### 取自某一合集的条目

============

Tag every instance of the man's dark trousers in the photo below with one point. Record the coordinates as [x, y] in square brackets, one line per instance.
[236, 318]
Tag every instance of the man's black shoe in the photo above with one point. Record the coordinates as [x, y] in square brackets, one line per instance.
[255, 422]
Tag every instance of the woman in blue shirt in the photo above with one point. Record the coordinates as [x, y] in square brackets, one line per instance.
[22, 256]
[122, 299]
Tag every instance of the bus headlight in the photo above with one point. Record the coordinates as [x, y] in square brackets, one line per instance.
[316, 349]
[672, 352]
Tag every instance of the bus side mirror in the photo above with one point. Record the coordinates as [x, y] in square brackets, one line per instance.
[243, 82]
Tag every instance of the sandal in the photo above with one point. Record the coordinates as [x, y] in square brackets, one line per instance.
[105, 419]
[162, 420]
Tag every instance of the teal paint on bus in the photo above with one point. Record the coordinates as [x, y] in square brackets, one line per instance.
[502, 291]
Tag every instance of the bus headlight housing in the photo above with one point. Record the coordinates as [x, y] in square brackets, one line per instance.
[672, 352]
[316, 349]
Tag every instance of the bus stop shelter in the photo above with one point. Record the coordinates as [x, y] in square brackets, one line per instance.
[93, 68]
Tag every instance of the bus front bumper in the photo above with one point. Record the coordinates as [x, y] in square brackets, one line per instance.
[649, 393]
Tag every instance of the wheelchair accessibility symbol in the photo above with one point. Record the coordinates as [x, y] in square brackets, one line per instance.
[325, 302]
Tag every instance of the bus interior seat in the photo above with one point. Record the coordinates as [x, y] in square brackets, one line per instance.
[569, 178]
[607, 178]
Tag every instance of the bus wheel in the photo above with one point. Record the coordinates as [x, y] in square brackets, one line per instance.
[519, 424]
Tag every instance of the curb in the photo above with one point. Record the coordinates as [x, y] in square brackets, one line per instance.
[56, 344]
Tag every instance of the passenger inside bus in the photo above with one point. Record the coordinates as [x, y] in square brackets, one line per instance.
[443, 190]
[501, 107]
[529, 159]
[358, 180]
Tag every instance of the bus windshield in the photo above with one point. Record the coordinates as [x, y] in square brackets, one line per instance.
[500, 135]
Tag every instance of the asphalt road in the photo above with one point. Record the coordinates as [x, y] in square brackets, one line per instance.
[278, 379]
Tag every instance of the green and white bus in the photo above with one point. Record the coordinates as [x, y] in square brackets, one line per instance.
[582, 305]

============

### 书面请求
请将上述全部记录中的“one point”替换为“a single point”，其余内容一概不变，并完整重写各行。

### 最终答案
Tag every instance of the man's dark trousers in the photo below with a single point. Record the coordinates as [x, y] in square brackets, one line per instance.
[236, 318]
Tag every instance of the man's black shoe in the photo above with a single point. Record the coordinates as [x, y] in square brackets, one line per instance.
[255, 422]
Tag every instance of the woman in blue shirt in the photo above with a single point. Record the coordinates as [x, y] in square brackets, one line per instance.
[22, 256]
[122, 299]
Tag every instance of the bus headlight in the photo above with a single point. Record the coordinates as [x, y] in square brackets, one line per instance.
[316, 349]
[672, 352]
Tag every instance of the bus side mirror in the photo above with a single point. Record the coordinates as [x, y] in square brackets, one line per instance.
[243, 82]
Tag every instance of the sandal in the photo above with a single point. Record the coordinates as [x, y] in square brackets, one line per instance.
[105, 419]
[162, 420]
Tag every instance of the teal paint on bus in the photo above with a single point. Record the coordinates as [x, y] in square brackets, one line per instance.
[502, 291]
Tag every instance of the bus headlight housing in the photo above with a single point. Record the coordinates as [x, y] in square brackets, one line per instance.
[672, 352]
[316, 349]
Tag every instance of the bus stop shelter in the photo above with a single point. Record the coordinates as [x, y] in square brackets, one line per instance.
[93, 68]
Tag every instance of the bus front bumper in the photo above with a single point. Record the coordinates as [x, y] in square brackets, one line per instance.
[649, 393]
Tag every instance of the wheelchair accessibility symbol in the photo above with a single point. Record the coordinates as [x, y] in square brackets, one line per instance.
[325, 302]
Tag every instance of the bus interior seat in the photo above with a single point. Record the coordinates as [x, y] in square brackets, one line per instance.
[569, 178]
[607, 178]
Tag every instance of the bus wheel in the photo above with a single point. Record the coordinates as [x, y] in square brackets, one line per instance.
[519, 424]
Tag every instance of the curb in the photo above with a single point. Record the coordinates as [x, y] in square brackets, one line per instance.
[56, 344]
Tag every instance of the passenger inside bus in the photo above with a single point. Record the coordinates as [x, y] in square brackets, one line per instance.
[443, 190]
[501, 107]
[529, 159]
[358, 180]
Tag every instance of the bus windshield in the photo above with a single point. Record the coordinates as [x, y] in square brackets, one line per instance.
[500, 135]
Tag every instance of the asphalt road in the photo above with a single point. Record the coordinates as [x, y] in square brackets, one line per instance.
[278, 379]
Tag every instance of the green and white bus in the photo above with a single point. Record the coordinates as [x, y] in square brackets, one line per instance.
[582, 305]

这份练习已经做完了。